── Отрывок ──

Разве не мог он, к примеру, тренировать вратарей сборной, но кто ему предложил, кто переубедил человека, не желавшего стать тренером, что это не руководить командой, что это ровно для него (когда был выведен из строя травмой, небезуспешно помогал М.И. Якушину и ГД. Качалину, работая с вратарями сборной)? Что вы, разве посмел бы кто-нибудь – ведь не по рангу, не по имени, которое диктовало, по дурным советским понятиям, какой бы то ни было руководящий пост, как минимум начальника команды.
Отдаю себе отчет, что все это риторические вопросы, и вот еще один: почему у нас были (и есть) такие нелюбопытные чиновники, в том числе спортивные, футбольные? Разве их не могли подтолкнуть к предметному диалогу с Яшиным, чтобы подумать вместе с ним, что предпринять, строки «Записок вратаря» (сами не читают – подсказали бы помощники, консультанты):
«Да, мы были проще и с нами было проще. К нынешним нужен новый подход, нужны новые методы воспитания. А мы чаще идем к ним со старыми, которыми пользовались и два, и три десятилетия назад. Те испытаны, проверены, апробированы на тысячах футболистов. Только на других – прежних, не нынешних. Я гляжу на скучающие лица ребят и понимаю их… Как ни хороша наша новогорская база, осточертели эти четыре стены, на которых он изучил каждую трещинку, надоели одни и те же собеседники, с которыми все давно говорено-переговорено… Нас тоже тяготила необходимость подолгу находиться на тренировочных базах, неделями не видя родных, девушек, друзей, жен. Но мы понимали: это оправдано. Большинство жило в коммунальных квартирах, в одной комнате с многочисленными родственниками, в условиях, где и зарядку не сделаешь, и не поешь, как надо, не отдохнешь, не ляжешь вовремя спать. Теперь многих тогдашних проблем не существует. Теперешние футболисты имеют возможность и знают, как организовать свой режим, а они по-прежнему живут под надзором, по существу взаперти. Верно, поздно ложиться спать вредно. И просидеть весь вечер за столом тоже. А разве скука и однообразие полезны? Разве нехватка пищи для ума, недостаток впечатлений не отражаются на настроении человека, на его психологическом состоянии, которое не менее важно для играющего в футбол, чем физическое? Я не против того, чтобы собирать футболистов на базах, но накануне матча. Все хорошо в меру. А мера меняется с годами, потому что меняются те, к кому с этой мерой подходим».

───

# Задания
#1 Назовите всех, кого, по словам цитаты из отрывка, футболисты неделями не видели, находясь на тренировочных базах.
#2 Верните каждую строку записей, в которой встречается слово «foil», с учетом регистра.
Отрывок и записи никак не связаны между собой.

── Исходные данные ──

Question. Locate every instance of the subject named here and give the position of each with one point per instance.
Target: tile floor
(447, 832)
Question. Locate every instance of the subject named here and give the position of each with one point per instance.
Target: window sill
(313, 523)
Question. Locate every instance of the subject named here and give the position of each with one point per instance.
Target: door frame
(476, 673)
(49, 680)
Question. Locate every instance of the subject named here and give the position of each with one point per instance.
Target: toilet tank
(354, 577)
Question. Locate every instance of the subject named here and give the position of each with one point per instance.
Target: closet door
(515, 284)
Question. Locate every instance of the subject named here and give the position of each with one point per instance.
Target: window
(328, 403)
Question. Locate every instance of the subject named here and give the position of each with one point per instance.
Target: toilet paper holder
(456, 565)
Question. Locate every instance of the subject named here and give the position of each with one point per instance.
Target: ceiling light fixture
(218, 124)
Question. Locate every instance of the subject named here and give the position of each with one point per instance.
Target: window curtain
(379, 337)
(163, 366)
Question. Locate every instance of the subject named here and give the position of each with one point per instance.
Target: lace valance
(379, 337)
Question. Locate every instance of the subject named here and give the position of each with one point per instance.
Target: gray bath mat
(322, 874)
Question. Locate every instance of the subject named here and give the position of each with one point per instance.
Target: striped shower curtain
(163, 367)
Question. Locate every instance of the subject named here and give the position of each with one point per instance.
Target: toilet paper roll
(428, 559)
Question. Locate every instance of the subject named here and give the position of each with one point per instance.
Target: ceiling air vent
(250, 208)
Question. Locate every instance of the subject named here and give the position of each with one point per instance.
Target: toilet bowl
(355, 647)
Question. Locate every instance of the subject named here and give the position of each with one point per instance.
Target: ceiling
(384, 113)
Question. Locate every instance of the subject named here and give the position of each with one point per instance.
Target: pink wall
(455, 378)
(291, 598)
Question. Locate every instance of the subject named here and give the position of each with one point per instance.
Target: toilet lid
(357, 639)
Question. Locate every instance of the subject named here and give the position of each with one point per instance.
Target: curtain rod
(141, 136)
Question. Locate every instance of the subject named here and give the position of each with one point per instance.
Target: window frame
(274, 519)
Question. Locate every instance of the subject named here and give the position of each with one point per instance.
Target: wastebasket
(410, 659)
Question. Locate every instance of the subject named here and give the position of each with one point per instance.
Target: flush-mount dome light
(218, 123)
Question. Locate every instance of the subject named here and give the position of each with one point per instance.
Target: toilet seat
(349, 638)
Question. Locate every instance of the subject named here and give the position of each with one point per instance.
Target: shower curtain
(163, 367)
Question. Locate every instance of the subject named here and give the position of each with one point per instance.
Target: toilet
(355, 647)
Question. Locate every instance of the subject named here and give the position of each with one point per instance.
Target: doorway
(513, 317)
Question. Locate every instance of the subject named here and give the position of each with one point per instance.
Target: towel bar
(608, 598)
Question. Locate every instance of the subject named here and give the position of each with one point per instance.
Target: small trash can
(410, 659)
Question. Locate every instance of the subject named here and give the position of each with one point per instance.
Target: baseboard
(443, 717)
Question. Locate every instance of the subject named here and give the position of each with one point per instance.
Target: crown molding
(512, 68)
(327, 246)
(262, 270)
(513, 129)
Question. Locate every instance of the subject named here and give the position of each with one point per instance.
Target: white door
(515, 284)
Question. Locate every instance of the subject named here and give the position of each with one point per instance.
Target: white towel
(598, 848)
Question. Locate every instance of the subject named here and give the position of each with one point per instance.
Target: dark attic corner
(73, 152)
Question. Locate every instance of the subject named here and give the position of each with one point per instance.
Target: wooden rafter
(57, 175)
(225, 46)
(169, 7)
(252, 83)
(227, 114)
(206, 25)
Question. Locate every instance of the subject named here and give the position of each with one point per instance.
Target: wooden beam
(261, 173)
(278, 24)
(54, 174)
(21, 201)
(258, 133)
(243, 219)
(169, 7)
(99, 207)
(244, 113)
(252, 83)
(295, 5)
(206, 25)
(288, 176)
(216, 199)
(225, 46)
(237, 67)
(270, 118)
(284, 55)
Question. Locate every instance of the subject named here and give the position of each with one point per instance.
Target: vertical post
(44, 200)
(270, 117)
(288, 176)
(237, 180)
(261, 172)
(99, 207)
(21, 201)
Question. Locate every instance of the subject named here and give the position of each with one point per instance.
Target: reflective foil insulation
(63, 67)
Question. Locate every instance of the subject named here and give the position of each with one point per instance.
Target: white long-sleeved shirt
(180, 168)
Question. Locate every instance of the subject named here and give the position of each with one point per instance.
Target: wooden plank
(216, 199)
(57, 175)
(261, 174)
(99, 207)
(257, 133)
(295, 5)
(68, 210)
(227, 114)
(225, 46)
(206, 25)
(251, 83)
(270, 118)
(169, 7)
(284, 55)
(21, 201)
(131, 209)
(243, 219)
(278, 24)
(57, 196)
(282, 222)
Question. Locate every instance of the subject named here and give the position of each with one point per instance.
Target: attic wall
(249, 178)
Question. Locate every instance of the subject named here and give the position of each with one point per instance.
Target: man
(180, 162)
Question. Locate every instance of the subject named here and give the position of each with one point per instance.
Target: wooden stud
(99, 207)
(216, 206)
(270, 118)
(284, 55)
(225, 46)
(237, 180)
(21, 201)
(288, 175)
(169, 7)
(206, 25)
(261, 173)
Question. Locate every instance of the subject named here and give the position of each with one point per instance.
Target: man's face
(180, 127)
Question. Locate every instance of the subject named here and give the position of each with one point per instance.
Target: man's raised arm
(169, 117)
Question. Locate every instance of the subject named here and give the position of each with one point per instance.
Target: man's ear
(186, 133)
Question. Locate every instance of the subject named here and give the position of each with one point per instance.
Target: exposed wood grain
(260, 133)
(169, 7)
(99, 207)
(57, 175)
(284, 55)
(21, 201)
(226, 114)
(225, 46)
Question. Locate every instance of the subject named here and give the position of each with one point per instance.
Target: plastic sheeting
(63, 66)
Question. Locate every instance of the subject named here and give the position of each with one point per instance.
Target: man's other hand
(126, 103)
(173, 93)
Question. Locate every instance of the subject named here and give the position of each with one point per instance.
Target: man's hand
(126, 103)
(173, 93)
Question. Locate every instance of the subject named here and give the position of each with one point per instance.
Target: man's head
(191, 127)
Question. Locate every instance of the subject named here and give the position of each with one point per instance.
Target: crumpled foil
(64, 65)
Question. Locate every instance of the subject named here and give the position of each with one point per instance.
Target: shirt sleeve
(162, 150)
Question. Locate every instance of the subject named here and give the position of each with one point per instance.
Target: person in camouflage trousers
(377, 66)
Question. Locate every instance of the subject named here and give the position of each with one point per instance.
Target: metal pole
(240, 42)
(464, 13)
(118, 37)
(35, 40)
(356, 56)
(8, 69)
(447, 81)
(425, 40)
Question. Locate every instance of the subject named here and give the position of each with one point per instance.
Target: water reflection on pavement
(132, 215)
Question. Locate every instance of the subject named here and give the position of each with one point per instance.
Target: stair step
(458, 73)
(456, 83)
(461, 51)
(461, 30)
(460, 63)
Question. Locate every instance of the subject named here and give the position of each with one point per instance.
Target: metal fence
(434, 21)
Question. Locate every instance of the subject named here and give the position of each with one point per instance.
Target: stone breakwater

───

# Ответы
#1 Родных, девушек, друзей, жен.

#2
Target: reflective foil insulation
Target: crumpled foil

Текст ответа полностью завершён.